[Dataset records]
⟨

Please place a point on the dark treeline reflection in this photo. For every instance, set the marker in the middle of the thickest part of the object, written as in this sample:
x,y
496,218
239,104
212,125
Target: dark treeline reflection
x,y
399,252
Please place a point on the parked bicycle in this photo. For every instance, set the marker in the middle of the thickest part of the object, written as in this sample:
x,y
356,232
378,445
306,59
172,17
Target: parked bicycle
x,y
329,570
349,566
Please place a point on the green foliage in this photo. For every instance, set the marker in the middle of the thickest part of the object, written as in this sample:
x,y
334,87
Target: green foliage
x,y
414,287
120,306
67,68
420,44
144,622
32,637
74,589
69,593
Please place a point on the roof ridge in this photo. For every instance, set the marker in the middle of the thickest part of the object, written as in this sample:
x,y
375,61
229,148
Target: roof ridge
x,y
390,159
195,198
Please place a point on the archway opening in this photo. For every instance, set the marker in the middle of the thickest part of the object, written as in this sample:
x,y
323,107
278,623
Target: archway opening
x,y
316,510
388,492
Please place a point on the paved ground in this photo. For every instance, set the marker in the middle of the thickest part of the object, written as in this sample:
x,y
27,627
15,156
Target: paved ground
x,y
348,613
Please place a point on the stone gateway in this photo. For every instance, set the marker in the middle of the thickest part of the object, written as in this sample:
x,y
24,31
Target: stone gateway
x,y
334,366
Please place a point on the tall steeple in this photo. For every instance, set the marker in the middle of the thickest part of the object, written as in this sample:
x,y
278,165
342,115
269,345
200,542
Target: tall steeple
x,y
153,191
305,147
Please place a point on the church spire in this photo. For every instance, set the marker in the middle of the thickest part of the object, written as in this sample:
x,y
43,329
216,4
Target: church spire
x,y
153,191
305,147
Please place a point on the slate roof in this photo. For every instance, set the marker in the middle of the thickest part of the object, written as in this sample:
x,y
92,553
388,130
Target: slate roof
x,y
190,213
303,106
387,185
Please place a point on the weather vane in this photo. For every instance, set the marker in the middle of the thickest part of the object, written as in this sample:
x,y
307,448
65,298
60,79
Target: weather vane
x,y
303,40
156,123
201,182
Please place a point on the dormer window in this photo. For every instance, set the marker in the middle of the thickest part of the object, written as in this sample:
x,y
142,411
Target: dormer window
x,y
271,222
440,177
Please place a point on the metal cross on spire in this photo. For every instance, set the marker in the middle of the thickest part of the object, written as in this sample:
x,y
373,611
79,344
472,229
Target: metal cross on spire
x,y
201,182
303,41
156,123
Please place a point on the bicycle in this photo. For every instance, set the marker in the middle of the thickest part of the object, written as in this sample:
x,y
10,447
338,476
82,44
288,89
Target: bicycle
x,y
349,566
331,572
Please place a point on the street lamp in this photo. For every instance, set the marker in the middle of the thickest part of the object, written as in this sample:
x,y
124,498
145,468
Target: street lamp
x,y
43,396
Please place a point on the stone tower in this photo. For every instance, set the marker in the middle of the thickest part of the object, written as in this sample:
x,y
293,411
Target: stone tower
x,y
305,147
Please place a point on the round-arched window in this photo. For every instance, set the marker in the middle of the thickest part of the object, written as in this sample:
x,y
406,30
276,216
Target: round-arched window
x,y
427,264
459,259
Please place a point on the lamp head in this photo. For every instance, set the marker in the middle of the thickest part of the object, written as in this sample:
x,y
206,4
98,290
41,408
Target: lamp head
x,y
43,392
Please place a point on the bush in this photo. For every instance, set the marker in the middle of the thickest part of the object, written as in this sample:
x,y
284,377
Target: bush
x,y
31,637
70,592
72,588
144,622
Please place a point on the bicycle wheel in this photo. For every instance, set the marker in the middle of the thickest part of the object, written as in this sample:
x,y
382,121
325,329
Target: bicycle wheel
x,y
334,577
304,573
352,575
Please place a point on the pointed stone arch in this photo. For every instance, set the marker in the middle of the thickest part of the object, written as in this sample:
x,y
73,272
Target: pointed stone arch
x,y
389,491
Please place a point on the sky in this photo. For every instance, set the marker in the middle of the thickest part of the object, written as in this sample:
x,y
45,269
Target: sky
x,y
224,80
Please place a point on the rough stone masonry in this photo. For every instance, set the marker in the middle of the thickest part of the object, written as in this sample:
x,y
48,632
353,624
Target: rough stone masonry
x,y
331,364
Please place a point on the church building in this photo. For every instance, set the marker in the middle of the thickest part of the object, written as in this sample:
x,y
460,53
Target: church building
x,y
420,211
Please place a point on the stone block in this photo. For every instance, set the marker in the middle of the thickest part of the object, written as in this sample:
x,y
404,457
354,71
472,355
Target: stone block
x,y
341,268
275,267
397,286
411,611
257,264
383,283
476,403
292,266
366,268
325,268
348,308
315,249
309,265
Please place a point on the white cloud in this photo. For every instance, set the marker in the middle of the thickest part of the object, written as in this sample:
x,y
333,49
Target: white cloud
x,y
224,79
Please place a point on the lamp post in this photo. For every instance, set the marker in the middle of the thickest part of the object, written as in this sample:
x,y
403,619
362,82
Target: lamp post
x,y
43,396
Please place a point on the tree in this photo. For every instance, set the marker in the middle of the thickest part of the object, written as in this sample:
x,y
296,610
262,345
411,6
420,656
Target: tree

⟩

• **What the exercise asks**
Return what is listed above, exactly and completely.

• **Result**
Please place a point on the dark treeline reflection in this photo. For every instance, set the marker in the middle of the thickest part of the object, written as in this sample:
x,y
496,218
239,104
212,125
Target: dark treeline reflection
x,y
399,252
Please place a point on the parked bicycle in this photo. For every instance, set the marker in the middle of the thickest part of the object, written as in this sample:
x,y
356,232
378,445
306,59
172,17
Target: parked bicycle
x,y
329,570
349,566
Please place a point on the green foliage in this photo. For every instance, set the marker in the middle of the thickest part of the object, written as in this sample:
x,y
334,87
Target: green foliage
x,y
414,287
120,306
67,68
420,44
144,622
32,637
74,589
69,593
Please place a point on the roof ridge in this photo. For every instance, set the marker in the middle of the thickest part of the object, written as in this sample:
x,y
375,61
229,148
Target: roof ridge
x,y
390,159
195,198
Please place a point on the archway opening in this photo. For every instance, set the marker in the middle of the thickest part of the object, written as in this sample:
x,y
323,107
278,623
Target: archway opening
x,y
316,510
388,492
Please place a point on the paved ground in this photo. For every instance, set the marker in the middle of the thickest part of the object, written as in this sample:
x,y
27,627
15,156
Target: paved ground
x,y
348,613
Please place a point on the stone gateway in this photo. For every instance, set the marker in the middle of the thickest part of the object, written as in this sample:
x,y
24,31
Target: stone gateway
x,y
334,366
Please place a point on the tall steeple in this photo. For every instance, set the marker in the middle of the thickest part of the object, written as in this sample:
x,y
278,165
342,115
269,345
200,542
Target: tall steeple
x,y
153,191
305,147
Please place a point on the church spire in this photo. For every instance, set the marker in the middle of the thickest part of the object, written as in this sample:
x,y
43,329
216,4
Target: church spire
x,y
153,191
305,147
Please place a point on the slate roof in this photo. For every instance, set the marker in the middle of the thickest part of the object, written as in this sample:
x,y
92,553
388,130
Target: slate roof
x,y
190,213
303,106
387,185
Please place a point on the weather vane in this photo. For every instance, set the marker in the middle of the thickest part of the object, written as in this sample:
x,y
307,448
65,298
60,79
Target: weather vane
x,y
303,40
156,123
201,182
Please place a point on the dormer window in this photo. For every instance, set the marker in the middle of the thickest part of the object, written as in this sample:
x,y
142,411
Target: dormer window
x,y
271,222
440,177
Please place a point on the metal cross on spire in this photo. For every instance, set the marker in the middle of the thickest part of the object, written as in this sample:
x,y
373,611
79,344
472,229
Target: metal cross on spire
x,y
201,182
303,41
156,123
Please place a point on the bicycle in this photo. For every instance, set the marker in the middle of the thickest part of the object, written as in this sample:
x,y
10,447
338,476
82,44
288,89
Target: bicycle
x,y
349,566
331,572
Please place a point on the street lamp in this photo. For every instance, set the marker in the middle of the thickest part of the object, written as in this sample:
x,y
124,498
145,468
Target: street lamp
x,y
43,396
Please place a point on the stone tower in this photo. For every instance, set the marker in the middle of the thickest part of the object, written as in this sample:
x,y
293,411
Target: stone tower
x,y
305,147
Please place a point on the round-arched window in this photo. For every instance, set the marker in the middle of the thickest part of the object, written as in this sample:
x,y
406,30
276,216
Target: round-arched window
x,y
427,264
459,259
Please place a point on the lamp head in this photo. For every instance, set the marker in the middle of the thickest part of the object, written as in this sample:
x,y
206,4
98,290
41,408
Target: lamp head
x,y
43,392
Please place a point on the bush in this photo. For every instance, set the marker in the middle of the thickest part of the object, written as in this sample:
x,y
284,377
Target: bush
x,y
31,637
70,592
72,588
144,622
Please place a point on the bicycle wheel in this photo. For every instance, set the marker in the middle of the thickest part of the object, written as in this sample:
x,y
382,121
325,329
Target: bicycle wheel
x,y
334,577
304,573
352,575
Please place a point on the pointed stone arch in this photo. For every instance, set the marker in the middle of the thickest part of the object, written as in this sample:
x,y
73,272
Target: pointed stone arch
x,y
389,491
Please place a point on the sky in this photo. For every instance, set the marker in the middle of the thickest part of the object, written as in this sample:
x,y
45,269
Target: sky
x,y
224,80
Please place a point on the rough stone masonry in this photo. For every instance, set the marker in the middle of the thickest part of the object, written as in this sample:
x,y
48,632
353,624
Target: rough stone masonry
x,y
331,364
Please place a point on the church building in this photo. For every instance, set the marker in the middle of the thickest part of the object, written as in this sample:
x,y
460,53
Target: church building
x,y
420,211
Please place a point on the stone block in this photo. For every instance, set the marker in the middle of the thickest part of the object, written as in this sample:
x,y
404,457
354,71
472,355
Target: stone block
x,y
341,268
275,267
397,286
411,611
257,264
383,283
476,403
292,266
366,268
325,268
348,308
315,249
309,265
Please place a point on the white cloud in this photo. For every instance, set the marker in the middle of the thickest part of the object, written as in this sample:
x,y
333,49
Target: white cloud
x,y
224,79
Please place a point on the lamp post in this photo. For every instance, set the marker in the middle of the thickest part of the object, written as in this sample:
x,y
403,619
362,82
Target: lamp post
x,y
43,396
Please place a point on the tree in this photo. For every instance, set the marker in the middle of the thickest part of the object, written as in this sample:
x,y
296,610
262,345
411,6
420,656
Target: tree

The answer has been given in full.